• [Problems and tasks]:
1 - In the match report on the Cascades' 4-0 win over the Victoria Vikes, do these statements agree with the text? (a) Jhaj opened the scoring with a free kick. (b) The Vikes arrived at the game with an unbeaten record. (c) Harjot Nijjar was playing his first Canada West game. For each, answer yes or no and quote the words of the report that decide it.
2 - According to the match report on the Cascades' 4-0 win over the Victoria Vikes, what is Gurmaan Jhaj's hometown?
3 - Write the next part of the match report on the Cascades' 4-0 win over the Victoria Vikes, starting from the point where it stops.
── Document section
Jhaj, Cascades sharp at home, sink Vikes 4-0

Gurmaan Jhaj lit the fuse for the University of the Fraser Valley men’s soccer team on Sunday afternoon, sparking the Cascades’ most prolific offensive performance in nearly two years – a 4-0 home win over the Victoria Vikes.

Jhaj racked up two goals and an assist, Parman Minhas and Andrew Peat scored singles, and goalkeeper David Hicks made two saves for the clean sheet as the Cascades improved to 2-1-1.

The Vikes, meanwhile, return home from their season-opening visit to the Valley with an 0-2-0 record, having also sustained a 7-1 setback at the hands of the Trinity Western Spartans on Friday.

“It’s always nice to get the offence rolling, especially early in the season, getting a lot of players involved,” Jhaj enthused afterward. “Today we came in really focused, and we scored three off set pieces, so it just showed that mentally we were ready to go and the boys wanted to fight for it. It was evident on the pitch today.”

Gurmaan Jhaj celebrates with teammate Sahil Dhindsa (9) after scoring the game’s first goal in the second minute of play.

Jhaj, a fourth-year forward from Aldergrove, B.C., helped the hosts seize the early momentum. After Parman Minhas was taken down just outside the UVic penalty area, Jhaj stepped up and curled a picture-perfect free kick into the top corner, far side, just out of the reach of Vikes rookie goalkeeper Harjot Nijjar, who was making his Canada West debut.

The Vikes looked to reply in the 13th minute, but Matteo Ventura’s effort from just beyond the box went high and wide.

Minhas made it 2-0 Cascades just before halftime. The sophomore forward eluded multiple Vikes defenders on his way from the left edge of the box to the centre, where his initial shot was blocked. But the ball bounced right back to him, and he volleyed it home.
────
── Dataset entries
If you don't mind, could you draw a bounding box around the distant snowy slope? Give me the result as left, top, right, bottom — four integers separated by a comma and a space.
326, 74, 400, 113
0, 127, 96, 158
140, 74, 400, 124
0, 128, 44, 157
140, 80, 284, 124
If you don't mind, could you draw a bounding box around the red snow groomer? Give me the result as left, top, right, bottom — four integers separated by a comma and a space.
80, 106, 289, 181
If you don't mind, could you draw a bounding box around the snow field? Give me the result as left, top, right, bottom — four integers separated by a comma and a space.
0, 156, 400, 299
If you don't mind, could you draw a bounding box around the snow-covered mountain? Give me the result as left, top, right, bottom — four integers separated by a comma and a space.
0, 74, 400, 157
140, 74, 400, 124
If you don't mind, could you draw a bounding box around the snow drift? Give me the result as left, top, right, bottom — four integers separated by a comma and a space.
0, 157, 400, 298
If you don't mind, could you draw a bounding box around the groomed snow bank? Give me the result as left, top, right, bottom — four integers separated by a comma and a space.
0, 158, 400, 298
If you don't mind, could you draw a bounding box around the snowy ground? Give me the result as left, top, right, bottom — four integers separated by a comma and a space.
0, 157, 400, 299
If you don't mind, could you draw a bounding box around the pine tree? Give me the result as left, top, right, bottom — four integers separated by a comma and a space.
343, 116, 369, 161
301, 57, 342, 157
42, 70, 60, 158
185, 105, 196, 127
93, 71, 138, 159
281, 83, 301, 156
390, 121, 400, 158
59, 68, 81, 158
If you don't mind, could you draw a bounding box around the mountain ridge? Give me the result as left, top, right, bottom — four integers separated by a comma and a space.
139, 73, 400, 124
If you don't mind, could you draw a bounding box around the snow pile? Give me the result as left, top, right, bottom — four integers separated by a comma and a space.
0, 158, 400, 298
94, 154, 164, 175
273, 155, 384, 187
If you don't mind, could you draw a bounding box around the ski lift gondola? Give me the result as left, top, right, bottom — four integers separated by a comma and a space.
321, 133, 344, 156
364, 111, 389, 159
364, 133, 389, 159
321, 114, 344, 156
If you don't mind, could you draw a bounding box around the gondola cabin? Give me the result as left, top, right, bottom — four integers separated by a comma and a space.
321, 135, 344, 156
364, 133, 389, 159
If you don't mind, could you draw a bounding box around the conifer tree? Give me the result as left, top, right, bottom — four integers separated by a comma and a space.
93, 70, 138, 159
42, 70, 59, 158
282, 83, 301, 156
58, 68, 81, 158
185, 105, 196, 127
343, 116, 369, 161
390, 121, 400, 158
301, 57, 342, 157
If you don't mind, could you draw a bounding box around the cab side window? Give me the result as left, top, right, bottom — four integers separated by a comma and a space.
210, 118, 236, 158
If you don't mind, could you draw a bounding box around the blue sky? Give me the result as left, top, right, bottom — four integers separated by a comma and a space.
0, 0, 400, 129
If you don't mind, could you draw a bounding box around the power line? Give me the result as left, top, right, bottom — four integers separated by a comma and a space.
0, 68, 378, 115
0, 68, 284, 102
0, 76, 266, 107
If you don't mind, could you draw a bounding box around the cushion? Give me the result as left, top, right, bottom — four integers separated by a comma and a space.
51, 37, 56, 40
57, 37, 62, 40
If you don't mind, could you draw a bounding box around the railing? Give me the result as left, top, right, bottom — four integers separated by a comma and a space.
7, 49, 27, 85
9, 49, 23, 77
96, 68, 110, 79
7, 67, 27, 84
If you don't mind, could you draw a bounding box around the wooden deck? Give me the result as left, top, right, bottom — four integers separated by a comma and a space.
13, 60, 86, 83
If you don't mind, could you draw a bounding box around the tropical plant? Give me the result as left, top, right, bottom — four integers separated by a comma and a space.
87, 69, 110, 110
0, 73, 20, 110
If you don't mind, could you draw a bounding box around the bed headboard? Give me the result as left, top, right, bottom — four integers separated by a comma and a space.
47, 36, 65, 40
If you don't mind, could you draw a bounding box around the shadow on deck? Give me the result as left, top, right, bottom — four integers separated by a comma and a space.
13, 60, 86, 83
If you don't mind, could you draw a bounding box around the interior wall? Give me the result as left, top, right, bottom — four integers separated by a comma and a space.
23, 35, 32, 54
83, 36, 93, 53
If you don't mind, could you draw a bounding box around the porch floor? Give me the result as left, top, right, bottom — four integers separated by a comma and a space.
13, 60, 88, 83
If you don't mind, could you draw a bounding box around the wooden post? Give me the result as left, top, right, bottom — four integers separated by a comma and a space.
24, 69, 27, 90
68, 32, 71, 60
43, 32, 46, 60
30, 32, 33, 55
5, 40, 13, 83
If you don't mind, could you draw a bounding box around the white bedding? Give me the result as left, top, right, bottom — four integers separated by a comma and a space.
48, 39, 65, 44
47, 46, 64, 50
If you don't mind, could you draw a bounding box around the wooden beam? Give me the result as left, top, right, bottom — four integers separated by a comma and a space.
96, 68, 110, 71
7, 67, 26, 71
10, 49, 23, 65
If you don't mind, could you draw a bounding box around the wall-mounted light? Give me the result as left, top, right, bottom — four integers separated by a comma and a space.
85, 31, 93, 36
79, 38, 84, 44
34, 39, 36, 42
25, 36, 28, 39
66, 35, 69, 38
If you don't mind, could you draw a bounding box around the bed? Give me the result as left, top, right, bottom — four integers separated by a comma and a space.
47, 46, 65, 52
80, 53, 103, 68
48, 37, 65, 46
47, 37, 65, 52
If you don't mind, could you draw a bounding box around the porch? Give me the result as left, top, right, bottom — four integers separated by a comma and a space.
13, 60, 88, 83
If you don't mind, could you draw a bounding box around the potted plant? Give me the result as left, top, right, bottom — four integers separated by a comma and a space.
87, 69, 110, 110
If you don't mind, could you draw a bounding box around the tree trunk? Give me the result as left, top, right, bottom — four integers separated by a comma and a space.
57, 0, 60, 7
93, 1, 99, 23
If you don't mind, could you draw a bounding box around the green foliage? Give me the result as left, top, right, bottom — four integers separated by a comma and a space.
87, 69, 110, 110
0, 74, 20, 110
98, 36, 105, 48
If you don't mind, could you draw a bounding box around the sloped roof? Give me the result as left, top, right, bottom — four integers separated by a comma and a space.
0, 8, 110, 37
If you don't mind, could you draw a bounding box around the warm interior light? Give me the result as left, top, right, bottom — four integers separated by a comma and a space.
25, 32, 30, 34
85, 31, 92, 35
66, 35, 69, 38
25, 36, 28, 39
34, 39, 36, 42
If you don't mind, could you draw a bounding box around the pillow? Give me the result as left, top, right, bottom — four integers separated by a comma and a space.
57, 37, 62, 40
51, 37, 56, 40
────
• [Written responses]:
1 -
(a) Yes: "Jhaj stepped up and curled a picture-perfect free kick into the top corner, far side"
(b) No: "having also sustained a 7-1 setback at the hands of the Trinity Western Spartans on Friday"
(c) Yes: "Vikes rookie goalkeeper Harjot Nijjar, who was making his Canada West debut"

2 - Aldergrove, B.C.

3 -
Peat, a rookie forward from Port Coquitlam, B.C., notched his first goal as a Cascade in the 50th minute to put the game all but out of reach. Jhaj lofted a lovely free kick, and Peat nodded it past Nijjar.

The Vikes found some traction offensively at that point, but were unable to connect. Rees Goertzen registered UVic’s first shot on goal in the 55th minute, but Hicks dove to his left to get his fingertips on the ball and deflect it off the bar. The Cascades fifth-year keeper came up with another nice stop on Vikes defender Evan Libke in the 82nd minute to preserve the clean sheet.

Jhaj rounded out the scoring in the 88th minute on yet another set-piece success for the Cascades, heading home Brady Weir’s free kick.

Sunday’s outburst marked the first time the Cascades had scored four goals in a Canada West game (regular season or playoffs) since Oct. 7, 2016 when they defeated the Trinity Western Spartans 4-1. Additionally, it was their largest margin of victory in conference play since an 8-0 win over the Mount Royal Cougars on Oct. 27, 2012.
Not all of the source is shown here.